··· Exercise materials

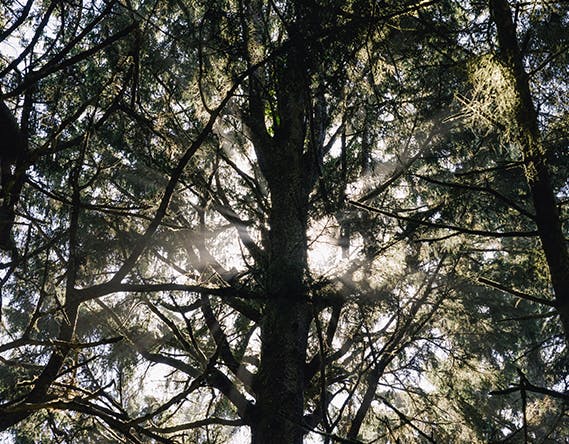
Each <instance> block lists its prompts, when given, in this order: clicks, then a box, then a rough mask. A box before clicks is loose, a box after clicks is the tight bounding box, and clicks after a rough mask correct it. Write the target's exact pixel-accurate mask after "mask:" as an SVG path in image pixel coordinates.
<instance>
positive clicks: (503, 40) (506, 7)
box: [490, 0, 569, 343]
mask: <svg viewBox="0 0 569 444" xmlns="http://www.w3.org/2000/svg"><path fill="white" fill-rule="evenodd" d="M490 10H491V13H492V16H493V18H494V21H495V23H496V30H497V33H498V44H499V47H500V51H501V55H502V58H503V60H504V62H505V63H506V64H507V66H508V67H509V68H510V69H511V71H512V73H513V75H514V77H515V79H516V84H515V87H516V91H515V92H516V95H517V99H518V105H517V109H516V112H515V116H514V119H515V122H512V124H513V125H514V126H515V130H516V138H517V140H516V141H517V142H518V143H519V145H520V147H521V150H522V153H523V157H524V167H525V172H526V178H527V182H528V185H529V188H530V191H531V195H532V199H533V204H534V208H535V213H536V218H535V221H536V224H537V228H538V232H539V237H540V239H541V244H542V248H543V251H544V253H545V257H546V260H547V265H548V268H549V273H550V275H551V283H552V286H553V289H554V292H555V303H556V308H557V311H558V313H559V316H560V319H561V323H562V325H563V330H564V332H565V339H566V341H567V342H568V343H569V253H568V251H567V242H566V240H565V237H564V235H563V230H562V226H561V218H560V216H559V210H558V209H557V203H556V201H555V194H554V191H553V185H552V182H551V175H550V171H549V168H548V165H547V154H546V150H545V147H544V146H543V143H542V140H541V135H540V131H539V126H538V121H537V112H536V110H535V106H534V104H533V100H532V96H531V90H530V86H529V79H528V75H527V73H526V72H525V69H524V66H523V59H522V54H521V51H520V49H519V45H518V41H517V37H516V30H515V27H514V23H513V20H512V11H511V9H510V6H509V4H508V2H507V0H491V1H490Z"/></svg>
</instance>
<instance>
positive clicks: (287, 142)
mask: <svg viewBox="0 0 569 444" xmlns="http://www.w3.org/2000/svg"><path fill="white" fill-rule="evenodd" d="M299 22H301V20H299ZM291 27H292V26H291ZM294 28H295V29H300V30H302V29H303V27H302V26H301V23H300V24H298V23H297V25H296V26H294ZM304 51H305V48H304V43H303V36H302V33H301V32H299V34H298V35H291V37H290V49H289V50H288V51H287V53H286V54H285V55H284V56H283V57H282V58H280V60H278V61H277V62H276V63H275V65H273V67H272V69H273V73H274V75H275V78H276V80H275V90H276V107H275V108H273V109H276V113H277V115H276V116H273V117H276V118H274V119H273V121H274V122H275V127H274V128H273V130H274V135H273V136H269V134H268V132H267V131H266V128H265V125H264V112H263V111H262V110H264V109H265V103H264V101H265V100H266V96H264V95H263V91H262V90H259V89H260V88H261V87H262V82H258V81H255V82H254V83H253V84H252V86H253V88H251V90H250V92H251V97H250V98H249V107H250V109H249V116H250V125H249V126H250V128H251V130H252V132H253V133H254V134H253V136H254V137H253V142H254V146H255V151H256V153H257V158H258V162H259V166H260V168H261V171H262V173H263V175H264V177H265V179H266V180H267V183H268V186H269V190H270V195H271V211H270V215H269V240H268V255H267V258H268V263H267V264H266V274H265V288H266V295H267V302H266V304H265V308H264V311H263V318H262V322H261V361H260V365H259V371H258V373H257V375H256V382H255V387H254V388H255V395H256V405H255V408H254V409H253V410H254V411H253V414H252V419H251V420H250V424H251V435H252V443H254V444H265V443H286V444H300V443H302V440H303V435H304V433H305V432H306V430H305V428H304V426H303V417H304V381H305V376H304V374H305V368H306V350H307V344H308V333H309V328H310V322H311V320H312V318H311V312H312V310H311V309H310V306H309V301H308V292H307V289H306V285H305V273H306V270H307V235H306V229H307V219H308V196H309V193H310V190H311V189H312V187H313V185H314V178H315V177H316V171H317V165H316V163H317V158H318V156H317V154H316V153H315V152H314V150H316V149H317V147H315V146H312V145H313V144H310V143H307V140H306V139H307V130H306V122H307V121H309V115H308V113H309V111H308V110H309V109H310V106H309V104H310V102H309V101H310V87H309V76H310V74H309V71H310V68H309V66H308V62H307V61H306V60H307V57H306V54H305V52H304ZM255 86H257V88H255ZM260 107H262V108H260Z"/></svg>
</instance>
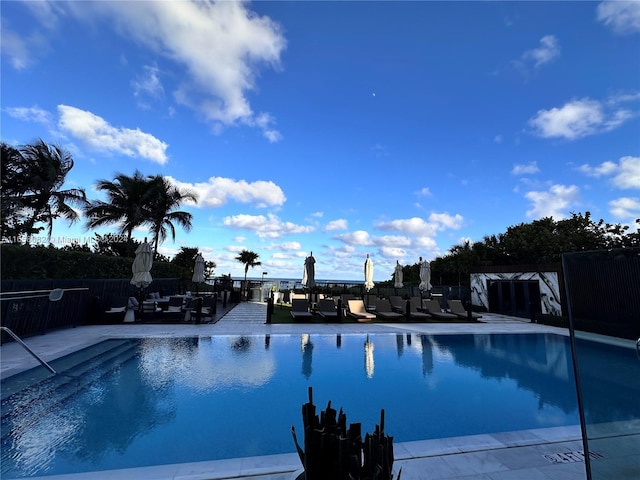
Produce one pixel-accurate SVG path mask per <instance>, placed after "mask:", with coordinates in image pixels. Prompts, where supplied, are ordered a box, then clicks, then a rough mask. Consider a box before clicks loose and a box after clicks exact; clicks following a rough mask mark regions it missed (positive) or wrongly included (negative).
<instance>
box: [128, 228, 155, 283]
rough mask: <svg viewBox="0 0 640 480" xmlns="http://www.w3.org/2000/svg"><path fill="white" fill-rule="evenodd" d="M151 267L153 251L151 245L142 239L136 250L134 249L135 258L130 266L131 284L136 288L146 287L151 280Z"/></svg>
mask: <svg viewBox="0 0 640 480" xmlns="http://www.w3.org/2000/svg"><path fill="white" fill-rule="evenodd" d="M152 265H153V251H152V250H151V245H149V244H148V243H147V239H146V238H145V239H144V242H142V243H141V244H140V245H139V246H138V248H137V249H136V258H135V259H134V260H133V265H131V271H132V272H133V278H132V279H131V284H132V285H135V286H136V287H138V288H146V287H148V286H149V285H150V284H151V282H152V281H153V278H151V273H149V272H151V267H152Z"/></svg>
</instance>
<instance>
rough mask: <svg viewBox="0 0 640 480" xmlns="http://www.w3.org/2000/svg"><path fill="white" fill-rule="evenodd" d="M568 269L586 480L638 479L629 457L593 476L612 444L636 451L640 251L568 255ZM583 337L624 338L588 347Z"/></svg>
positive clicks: (574, 355)
mask: <svg viewBox="0 0 640 480" xmlns="http://www.w3.org/2000/svg"><path fill="white" fill-rule="evenodd" d="M562 266H563V270H564V278H565V287H566V296H567V303H568V306H569V327H570V333H571V344H572V352H573V364H574V370H575V375H576V387H577V393H578V407H579V412H580V425H581V428H582V442H583V446H584V451H585V452H586V453H587V454H586V455H585V469H586V473H587V478H588V479H589V480H606V479H609V478H640V467H639V466H638V463H637V462H631V461H627V460H626V458H625V457H624V455H625V454H624V453H623V454H622V456H618V455H613V454H609V455H604V456H602V455H600V456H599V457H598V460H597V464H596V463H593V466H594V468H592V460H591V455H594V454H596V453H597V452H603V451H608V450H607V449H610V448H611V445H612V443H611V439H612V438H615V448H616V449H617V451H620V452H631V451H633V449H634V448H636V447H637V443H638V440H637V438H636V436H634V435H630V432H632V429H631V426H632V425H634V424H638V422H639V421H640V404H639V403H638V401H637V399H638V395H639V394H640V350H639V349H638V348H639V347H638V344H637V343H636V342H635V340H636V339H637V338H638V337H640V248H630V249H620V250H611V251H594V252H586V253H573V254H565V255H563V256H562ZM580 330H583V331H590V332H595V333H599V334H603V335H608V336H610V337H619V338H618V339H615V340H613V339H610V340H609V341H608V342H606V343H604V342H588V341H585V340H583V339H581V338H580V336H579V335H577V334H576V331H580ZM623 339H631V340H632V341H628V340H623ZM603 426H604V427H605V428H603ZM632 433H633V432H632Z"/></svg>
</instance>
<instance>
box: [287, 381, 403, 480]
mask: <svg viewBox="0 0 640 480" xmlns="http://www.w3.org/2000/svg"><path fill="white" fill-rule="evenodd" d="M336 414H337V416H336ZM302 422H303V425H304V451H303V450H302V448H301V447H300V445H299V444H298V439H297V437H296V431H295V428H294V427H291V434H292V435H293V441H294V442H295V444H296V449H297V450H298V455H299V456H300V461H301V462H302V465H303V467H304V473H303V474H302V475H301V476H299V477H298V479H299V480H326V479H328V478H331V479H335V480H393V473H392V469H393V437H390V436H388V435H385V434H384V410H381V411H380V425H376V428H375V431H374V433H373V434H372V435H370V434H368V433H367V434H366V435H365V438H364V442H363V440H362V435H361V424H360V423H352V424H350V425H349V428H348V429H347V416H346V415H345V413H344V412H343V411H342V409H340V412H339V413H338V412H336V410H335V409H333V408H331V402H329V404H328V405H327V408H326V409H325V410H323V411H322V412H320V418H318V416H317V415H316V407H315V405H314V404H313V391H312V388H311V387H309V402H308V403H305V404H304V405H302ZM401 473H402V469H400V472H398V478H397V480H400V475H401Z"/></svg>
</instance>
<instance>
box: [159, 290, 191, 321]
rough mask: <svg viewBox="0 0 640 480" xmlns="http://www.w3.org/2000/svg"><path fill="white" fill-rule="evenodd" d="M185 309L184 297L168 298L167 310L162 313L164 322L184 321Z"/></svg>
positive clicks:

······

### Exercise prompt
Scan the records for the word "then". Copy each line where it turns up.

### Solved exercise
Each <instance> block lists its prompts, when given, in this order: clicks, then a box, then a rough mask. A box before clicks is loose, a box after clicks is the tight bounding box, and clicks after a rough mask correct it. Write the target's exact pixel-accurate mask after "mask:" as an SVG path in image pixel coordinates.
Produce one pixel-accurate SVG path mask per <instance>, placed after "mask:", with coordinates in image pixels. Prompts, where supplied, are ordered a box, then clicks, then a rough mask. Consider a box before clicks loose and a box after clicks exact; clicks following a rough mask mark regions it missed (positive) or wrongly included (negative).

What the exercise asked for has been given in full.